Repeat every entry word for word, but leave the images out of your copy.

[Raw records]

★ ★ ★ ★

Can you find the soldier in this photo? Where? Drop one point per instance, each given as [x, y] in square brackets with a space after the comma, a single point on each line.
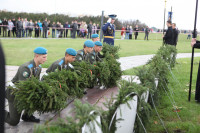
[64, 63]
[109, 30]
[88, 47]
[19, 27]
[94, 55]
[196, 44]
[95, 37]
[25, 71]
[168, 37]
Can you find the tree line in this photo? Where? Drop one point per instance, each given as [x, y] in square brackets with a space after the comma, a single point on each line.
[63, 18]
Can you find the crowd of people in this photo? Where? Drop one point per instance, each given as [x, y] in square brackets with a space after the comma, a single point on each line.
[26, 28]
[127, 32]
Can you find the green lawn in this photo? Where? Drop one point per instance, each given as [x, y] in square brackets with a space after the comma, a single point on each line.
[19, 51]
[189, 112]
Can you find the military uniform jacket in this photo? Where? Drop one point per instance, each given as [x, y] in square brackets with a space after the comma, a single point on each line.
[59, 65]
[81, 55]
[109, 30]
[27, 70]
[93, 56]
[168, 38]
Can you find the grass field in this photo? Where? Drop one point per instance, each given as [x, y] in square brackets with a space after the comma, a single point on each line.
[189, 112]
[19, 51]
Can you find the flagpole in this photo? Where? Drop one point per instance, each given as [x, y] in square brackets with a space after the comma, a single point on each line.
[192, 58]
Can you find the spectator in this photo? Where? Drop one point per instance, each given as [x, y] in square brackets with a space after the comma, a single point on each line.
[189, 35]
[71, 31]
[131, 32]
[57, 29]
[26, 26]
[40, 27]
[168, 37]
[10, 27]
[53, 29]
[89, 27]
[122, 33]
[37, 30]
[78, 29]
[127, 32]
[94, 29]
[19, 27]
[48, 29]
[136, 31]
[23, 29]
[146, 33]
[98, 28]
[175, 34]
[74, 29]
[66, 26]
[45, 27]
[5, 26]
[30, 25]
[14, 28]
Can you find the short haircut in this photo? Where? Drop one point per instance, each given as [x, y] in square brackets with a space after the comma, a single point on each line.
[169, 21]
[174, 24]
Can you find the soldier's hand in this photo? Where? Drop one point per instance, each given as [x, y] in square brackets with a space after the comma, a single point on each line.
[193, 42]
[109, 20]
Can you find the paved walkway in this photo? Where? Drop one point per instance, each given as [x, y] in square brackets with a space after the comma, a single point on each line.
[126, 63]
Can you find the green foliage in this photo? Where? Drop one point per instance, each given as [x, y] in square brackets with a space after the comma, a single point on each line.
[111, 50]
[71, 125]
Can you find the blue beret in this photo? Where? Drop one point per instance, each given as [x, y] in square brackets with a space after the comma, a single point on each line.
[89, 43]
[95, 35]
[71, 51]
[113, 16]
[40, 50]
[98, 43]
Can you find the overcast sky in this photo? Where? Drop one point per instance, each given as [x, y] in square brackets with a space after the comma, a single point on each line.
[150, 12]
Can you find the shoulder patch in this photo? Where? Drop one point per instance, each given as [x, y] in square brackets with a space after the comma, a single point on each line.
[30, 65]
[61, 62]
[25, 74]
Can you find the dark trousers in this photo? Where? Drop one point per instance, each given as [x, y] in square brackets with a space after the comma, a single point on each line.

★ ★ ★ ★

__ANSWER TO THIS PROBLEM__:
Can you find the soldier in this photo? Where? Drop one point per instance, each given as [x, y] in square brackets with a space after the comma, a single point on each line.
[64, 63]
[109, 30]
[88, 47]
[19, 27]
[94, 55]
[196, 44]
[95, 37]
[25, 71]
[168, 37]
Can you find the tree line in this photo? Where? Drop one point per instance, each given as [x, y] in square brackets with a space after the comma, a single point on each line.
[63, 18]
Can you find the crowd of people in this photo? Where? Drop one point per instance, each given as [x, y] in square brackets with a space after the comma, a single point on each line.
[26, 28]
[127, 32]
Can you find the green lawn in this photo? Where? Drop one point per instance, each given as [x, y] in square brackets with a space after the comma, a single point on each line.
[19, 51]
[189, 112]
Can you find the military uniform jacket in this photo? Where? Drop one point per instance, each given as [x, y] in square brackets with a space after the comma, a single point on each line.
[59, 65]
[81, 55]
[109, 30]
[27, 70]
[93, 56]
[168, 38]
Can you find the grass field in this photo? Where? Drop one point per instance, each given as [x, y] in square brackets with a space after the comma, a single point on each line.
[189, 112]
[19, 51]
Can you find the flagpole in this photo? Where? Drop one point per instance, each given as [x, y] in square brackets with a space after the comma, a single point on each line.
[192, 58]
Can you find the spectator in this photo? Where? Drop one point per instance, each given as [x, y] in square brackets with a space after the comma, a single point on each line.
[189, 35]
[71, 31]
[131, 32]
[57, 29]
[26, 26]
[40, 27]
[168, 37]
[10, 27]
[53, 29]
[89, 27]
[122, 33]
[37, 30]
[78, 29]
[127, 32]
[94, 29]
[19, 27]
[48, 29]
[136, 31]
[23, 29]
[146, 33]
[98, 28]
[175, 34]
[74, 29]
[66, 26]
[45, 27]
[5, 26]
[30, 25]
[14, 28]
Can you find the short haircut in this photo? Where? Drop one point per instance, each given as [x, y] in square brackets with a space after the comma, a single point on each line.
[169, 21]
[174, 24]
Can you find the soldier's hand in this photo? Where? Drop one point per instance, each given as [x, y] in square brackets with a space after the comma, a single point on each line.
[193, 42]
[109, 20]
Can you find the paved walkway in this photo? Where? Drop one point per instance, each given as [x, y] in square brackets with a space after the comma, a single point on each line.
[126, 63]
Can you find the green foliage in this photo? Where? Drop one point per instance, each given as [x, y] in square brackets with a space after the comma, a single point on each line.
[111, 50]
[71, 125]
Can you find the blue beret in this photo? Where? Drop one point per instance, each given as [x, y] in square brackets with a space after the comma, a single point on each line.
[89, 43]
[95, 35]
[71, 51]
[113, 16]
[40, 50]
[98, 43]
Can you find the overcast sky in this photo? Where? Drop one point per instance, each given as [x, y] in square brackets with a space after the comma, a single point on each line.
[150, 12]
Can you find the shoulder patch in this photo? Where? Drop one point per instance, each given as [x, y] in square brackets with a space after the comma, a single point on each line.
[30, 65]
[61, 62]
[25, 74]
Can you find the dark trousers in this photo? Where? Drop one point per instance, each given as [x, y] in square brackets with a space after the comma, a single point on each line.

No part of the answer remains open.